---------- DOCUMENT EXCERPT
Many people who smoke cannabis, otherwise known as marijuana or pot, become addicted to it without even realizing that they have an addiction. In fact, if a long time user of cannabis is asked if they are addicted, they will typically say that they are not, because they really don’t think they are. When they try to quit, however, it becomes obvious that they are addicted, and they need some steps to stop smoking cannabis.

What to Expect When You Stop Smoking Cannabis

Some people claim that there are no withdrawals when you try to stop smoking cannabis. It is important to realize that these people were never truly addicted to it – or they never really quit smoking cannabis. The withdrawal symptoms are very real, and are similar to the same withdrawal symptoms that you might experience if you were addicted to alcohol or tobacco and suddenly denied your body – and your mind – of the substance. Headaches, nausea, shaking, irritability, profuse sweating, and more can be expected.


Seven Steps to Stop Smoking Cannabis

1/ Plan your quit date. Having a date in mind is very important, because it enables you to mentally work up to the aspect of being without cannabis. Some people will plan a date three to four weeks away, and start gradually cutting down the amount that they smoke during this period, which is a good idea.

2/ Change your friends. If your friends smoke cannabis, you may need new friends. This doesn’t mean that your friends are bad people. It means that they are going to continue to smoke marijuana, and this will have an impact on you. Try to find friends who do not smoke marijuana, and limit your contact with those who do.

3/ Talk to Your Doctor. Your private doctor probably already knows that you are smoking weed. He or she will not report you to the authorities, but they will do all that is in their power to help you quit. They may even prescribe you medication that makes it easier, and if nothing else, they will be aware of what is going on in the even that you experience the type of withdrawal symptoms that require medical aid.

4/ Buy the right foods. Chocolate is great when you are trying to quit. Also have plenty of water, fresh fruit, hard candies, and gum on hand.
--------------------
---------- DATA FOR ANALYSIS
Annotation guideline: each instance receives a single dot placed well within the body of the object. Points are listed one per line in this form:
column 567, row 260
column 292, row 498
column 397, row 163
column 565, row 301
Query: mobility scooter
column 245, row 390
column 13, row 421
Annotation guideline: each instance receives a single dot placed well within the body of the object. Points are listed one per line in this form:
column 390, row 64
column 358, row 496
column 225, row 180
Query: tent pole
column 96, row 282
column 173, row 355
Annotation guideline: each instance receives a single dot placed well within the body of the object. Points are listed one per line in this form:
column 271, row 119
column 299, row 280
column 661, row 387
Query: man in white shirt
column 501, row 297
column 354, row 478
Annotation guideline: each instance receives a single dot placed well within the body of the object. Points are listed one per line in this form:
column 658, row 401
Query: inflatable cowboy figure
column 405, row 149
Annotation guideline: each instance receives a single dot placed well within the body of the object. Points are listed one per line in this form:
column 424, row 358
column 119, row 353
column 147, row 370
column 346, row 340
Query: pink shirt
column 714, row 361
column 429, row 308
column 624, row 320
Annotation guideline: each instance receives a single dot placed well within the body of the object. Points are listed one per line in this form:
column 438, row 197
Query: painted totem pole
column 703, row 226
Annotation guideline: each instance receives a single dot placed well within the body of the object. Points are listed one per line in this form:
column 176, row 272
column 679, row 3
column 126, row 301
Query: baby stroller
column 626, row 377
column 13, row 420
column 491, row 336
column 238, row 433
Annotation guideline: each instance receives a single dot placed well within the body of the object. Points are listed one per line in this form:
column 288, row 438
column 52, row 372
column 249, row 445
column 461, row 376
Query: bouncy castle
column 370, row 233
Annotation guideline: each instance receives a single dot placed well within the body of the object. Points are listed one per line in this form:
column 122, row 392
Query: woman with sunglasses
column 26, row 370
--------------------
*TO DO*.
Can you repeat, word for word, everything in the passage on quitting cannabis from "Seven Steps to" down to "those who do."? You won't need the items for any of this.

*ANSWER SPACE*.
Seven Steps to Stop Smoking Cannabis

1/ Plan your quit date. Having a date in mind is very important, because it enables you to mentally work up to the aspect of being without cannabis. Some people will plan a date three to four weeks away, and start gradually cutting down the amount that they smoke during this period, which is a good idea.

2/ Change your friends. If your friends smoke cannabis, you may need new friends. This doesn’t mean that your friends are bad people. It means that they are going to continue to smoke marijuana, and this will have an impact on you. Try to find friends who do not smoke marijuana, and limit your contact with those who do.